The answer should consist of each line from the data below that includes "then".

-- AVAILABLE DATA follows --

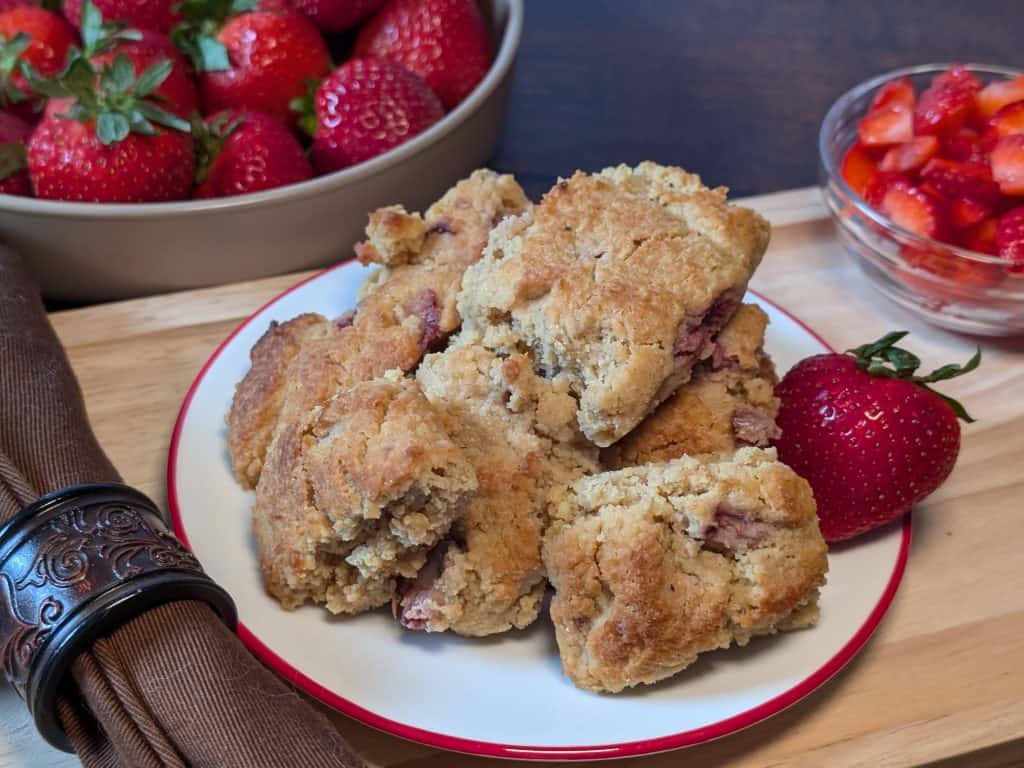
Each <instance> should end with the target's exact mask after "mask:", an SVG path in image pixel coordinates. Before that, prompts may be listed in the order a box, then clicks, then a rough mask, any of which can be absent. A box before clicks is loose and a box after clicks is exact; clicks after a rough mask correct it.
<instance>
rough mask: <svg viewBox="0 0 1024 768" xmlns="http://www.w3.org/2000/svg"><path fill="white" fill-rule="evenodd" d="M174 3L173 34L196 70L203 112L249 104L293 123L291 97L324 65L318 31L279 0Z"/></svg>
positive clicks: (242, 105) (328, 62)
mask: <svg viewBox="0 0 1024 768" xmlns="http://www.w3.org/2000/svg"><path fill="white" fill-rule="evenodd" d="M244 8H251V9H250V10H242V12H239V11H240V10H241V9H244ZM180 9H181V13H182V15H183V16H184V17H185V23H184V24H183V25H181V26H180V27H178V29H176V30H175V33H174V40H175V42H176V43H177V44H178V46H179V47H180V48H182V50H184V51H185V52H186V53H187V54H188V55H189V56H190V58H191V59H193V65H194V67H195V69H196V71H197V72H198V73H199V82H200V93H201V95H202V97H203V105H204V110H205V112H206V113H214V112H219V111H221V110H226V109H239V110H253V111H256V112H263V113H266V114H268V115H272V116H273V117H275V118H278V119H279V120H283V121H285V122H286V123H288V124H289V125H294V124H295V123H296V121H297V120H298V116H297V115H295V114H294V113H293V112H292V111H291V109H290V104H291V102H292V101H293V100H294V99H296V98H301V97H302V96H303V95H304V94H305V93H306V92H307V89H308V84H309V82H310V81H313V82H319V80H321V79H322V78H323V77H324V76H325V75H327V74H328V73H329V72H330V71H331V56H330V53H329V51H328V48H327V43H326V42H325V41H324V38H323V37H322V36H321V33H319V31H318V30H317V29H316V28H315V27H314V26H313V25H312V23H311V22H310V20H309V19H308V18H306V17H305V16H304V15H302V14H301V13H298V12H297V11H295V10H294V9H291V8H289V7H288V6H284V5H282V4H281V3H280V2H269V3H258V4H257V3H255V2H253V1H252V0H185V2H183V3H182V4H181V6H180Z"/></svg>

-- AVAILABLE DATA concluded --
-- AVAILABLE DATA follows --

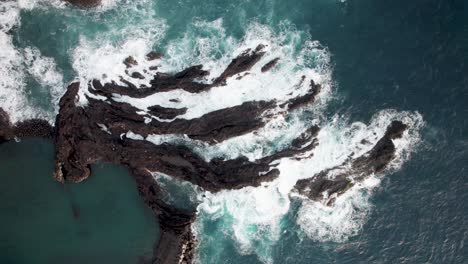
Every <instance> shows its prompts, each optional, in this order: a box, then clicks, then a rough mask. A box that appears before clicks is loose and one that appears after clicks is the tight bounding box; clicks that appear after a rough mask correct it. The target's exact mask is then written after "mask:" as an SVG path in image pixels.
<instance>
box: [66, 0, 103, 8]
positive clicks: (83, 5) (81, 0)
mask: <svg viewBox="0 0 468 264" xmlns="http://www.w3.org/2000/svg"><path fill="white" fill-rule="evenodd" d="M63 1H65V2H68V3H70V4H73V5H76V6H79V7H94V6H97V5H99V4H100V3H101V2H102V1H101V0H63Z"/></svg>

-- AVAILABLE DATA concluded --
-- AVAILABLE DATA follows --

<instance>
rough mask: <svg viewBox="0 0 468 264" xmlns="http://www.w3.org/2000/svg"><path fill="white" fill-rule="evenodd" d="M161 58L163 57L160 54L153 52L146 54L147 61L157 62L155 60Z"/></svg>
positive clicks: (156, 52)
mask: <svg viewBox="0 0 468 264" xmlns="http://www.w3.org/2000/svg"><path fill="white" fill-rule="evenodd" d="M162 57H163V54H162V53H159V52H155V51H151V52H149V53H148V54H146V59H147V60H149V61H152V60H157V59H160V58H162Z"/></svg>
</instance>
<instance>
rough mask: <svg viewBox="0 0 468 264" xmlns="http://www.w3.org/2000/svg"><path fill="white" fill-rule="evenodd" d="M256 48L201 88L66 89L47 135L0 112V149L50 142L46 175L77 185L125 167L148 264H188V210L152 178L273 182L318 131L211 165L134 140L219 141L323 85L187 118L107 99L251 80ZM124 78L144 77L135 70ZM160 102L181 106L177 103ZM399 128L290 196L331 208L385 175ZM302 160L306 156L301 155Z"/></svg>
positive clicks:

-- AVAILABLE DATA concluded --

▶ **SOLVED EXERCISE**:
Each <instance> should end with the target's exact mask after "mask:", an SVG path in image pixel coordinates. Before that, prompts may be listed in the order a box, then clicks, then a rough mask, any of which can be absent. A box before clicks is loose and a box after clicks is exact; clicks after a rough mask correct it.
Every <instance> shows its prompts, each optional, in this order: a box, then clicks, then a rough mask. A box that appears before clicks is loose and one that appears after clicks is the tight bounding box; clicks that appear after a rough mask correct it. The target's exact mask is then written after "mask:" as an SVG path in image pixels.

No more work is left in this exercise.